• Отрывок со страницы:
────────────────────

Повторяю еще раз: существенно, что цивилизация средневекового Дальнего Востока выросла не из каких-то чужеземных корней, а имела местную основу, свои собственные корни, которые глубоко уходят в туземную почву, в глубь истории местных аборигенных племен. Нашли же мы на Голубиной сопке под слоем с обломками серых чжурчженьских, а может быть, и бохайских сосудов селище первых земледельцев, вооруженных каменными орудиями труда. И уже в конце первого тысячелетия до нашей эры существовали на территории Приморья и позднейшей Кореи мощные государственные объединения, оставившие глубокий след в летописях Восточной Азии. В этих летописях, переведенных на русский язык знаменитым русским востоковедом Иакинфом Бичуриным, есть рассказ о пещере предков правящего дома одного из древних «варварских» государств Восточной Азии. Судя по всему, пещера эта помещалась где-то в районе нашего Приморья или поблизости от него…
Вернувшись из экспедиции, в один из зимних вечеров я перелистывал страницы «Двадцати четырех династийных историй» и наткнулся на раздел, посвященный династии Когуре, правившей в начале первого тысячелетия нашей эры, задолго до возникновения Бохайского государства. «На Востоке страны, — говорилось в летописи, — имеется большая пещера, которая называется Сухель — пещера духа Су. В десятом месяце, когда собирается народ всей страны, изображение духа Су водворяется у реки, находящейся в восточной части страны, и там совершается жертвоприношение ему».
Чтимые пещеры — обиталища предков — существовали и у других народов древности. В культе таких пещер, должно быть, жили древнейшие представления о пещерном прошлом человечества, о далеких первобытных временах, когда в погоне за табунами северного оленя, за мамонтами и носорогами усталые охотники находили свой приют под их гостеприимными сводами. И нет ничего удивительного, что у древних обитателей Приморья тоже была своя пещера предков, из которой, согласно легенде, вышли их мифические прародители. Еще вероятнее, что пещера служила храмом не всего народа или племени, а возглавлявшего это племя аристократического рода.
Созданный не волей человека и не по плану архитектора, он как бы олицетворял игру стихийных сил природы. Здесь когда-то бежал подземный ручей, а может быть, и полноводная река. Она-то и вырыла в толще известнякового массива длинный высокий туннель, соорудила сводчатый зал. И все это, может быть, задолго до первого появления человека в нашей горной долине, очевидно, совсем не похожей на современную. Природа же одела стены пещеры сверкающим покровом из сталагмитовой коры, украсила их причудливыми натеками удивительной красоты.

────────────────────

• Исходные данные:
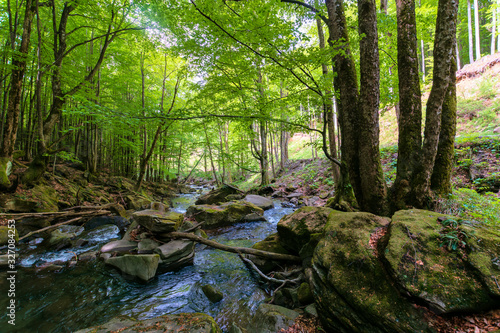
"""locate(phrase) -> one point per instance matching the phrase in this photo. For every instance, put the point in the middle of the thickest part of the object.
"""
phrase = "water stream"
(92, 294)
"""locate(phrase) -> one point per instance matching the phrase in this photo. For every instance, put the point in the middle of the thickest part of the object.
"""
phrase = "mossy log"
(233, 249)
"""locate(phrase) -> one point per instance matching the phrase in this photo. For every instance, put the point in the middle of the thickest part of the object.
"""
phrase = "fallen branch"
(49, 227)
(233, 249)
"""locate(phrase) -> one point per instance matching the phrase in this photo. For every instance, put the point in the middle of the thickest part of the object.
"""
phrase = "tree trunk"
(477, 31)
(15, 95)
(471, 36)
(410, 118)
(444, 53)
(443, 166)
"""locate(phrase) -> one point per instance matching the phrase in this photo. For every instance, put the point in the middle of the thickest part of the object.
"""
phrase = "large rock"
(158, 222)
(175, 254)
(182, 322)
(271, 318)
(446, 280)
(351, 288)
(216, 196)
(299, 232)
(97, 221)
(141, 266)
(270, 244)
(119, 246)
(226, 214)
(259, 201)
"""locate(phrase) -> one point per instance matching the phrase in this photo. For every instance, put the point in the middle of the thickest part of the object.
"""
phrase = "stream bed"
(91, 294)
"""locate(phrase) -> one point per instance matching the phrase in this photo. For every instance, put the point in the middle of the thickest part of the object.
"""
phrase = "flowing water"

────────────────────

• Задания:
1/ На чем основано утверждение автора отрывка о древностях Приморья, что средневековая цивилизация Дальнего Востока выросла из местных корней? Ответьте в одном–трех предложениях.
2/ Продолжите отрывок о древностях Приморья с того места, где он заканчивается.

• Ответы:
1/ Автор ссылается на находку на Голубиной сопке: под слоем с обломками серых чжурчженьских, а может быть, и бохайских сосудов нашли селище первых земледельцев с каменными орудиями труда. Кроме того, он указывает, что уже в конце первого тысячелетия до нашей эры на территории Приморья и позднейшей Кореи существовали мощные государственные объединения, оставившие глубокий след в летописях Восточной Азии.

2/
Конечно, нерукотворный пещерный храм на Пейшуле не имеет ничего общего с настоящими буддийскими храмами, высеченными искусными мастерами Востока в глубине гор. Но его с полным правом можно назвать преемником палеолитических расписанных пещер.
В нем царит тот же творческий дух, который вызвал к жизни бизонов Альтамиры в Испании и первые глиняные скульптуры пещерных санктуариев Франции в Монтеспан, Комбарелль или Ле-Рок де Серс.
В пещере на реке Пейшуле мы вновь соприкоснулись с неведомым ранее культурным очагом далекого прошлого, увлекательного и таинственного.
Искусство истории
Читатель познакомился с некоторыми фрагментами огромного коллективного труда, который зовется «Историей Сибири». Правда, пока речь шла в основном о временах весьма отдаленных и таинственных, завесу с которых археологам приходилось снимать пласт за пластом, а сетку времени устанавливать с помощью новейших методов физики.
А вот новая и новейшая история Сибири — это время, которое хранится в памяти живых свидетелей (в Сибири немало долгожителей!) и которое запечатлено в жизни людей моего поколения. И мы хорошо помним, как писалась еще недавно история Сибири.
…В 1920 году, на желтой, почти оберточной бумаге в типографии штаба Военного округа была напечатана книжка профессора Иркутского университета Владимира Огородникова: «Очерки истории Сибири до начала XIX столетия». В подзаголовке ее стояло: «Часть первая. Введение. История дорусской Сибири». Автор этой книги справедливо писал, что история Сибири в его время «была почти совершенно забыта современными исследователями». Он объяснял такое положение отсутствием подготовительных работ, «печальным состоянием» печатных источников и неразработанностью архивных материалов.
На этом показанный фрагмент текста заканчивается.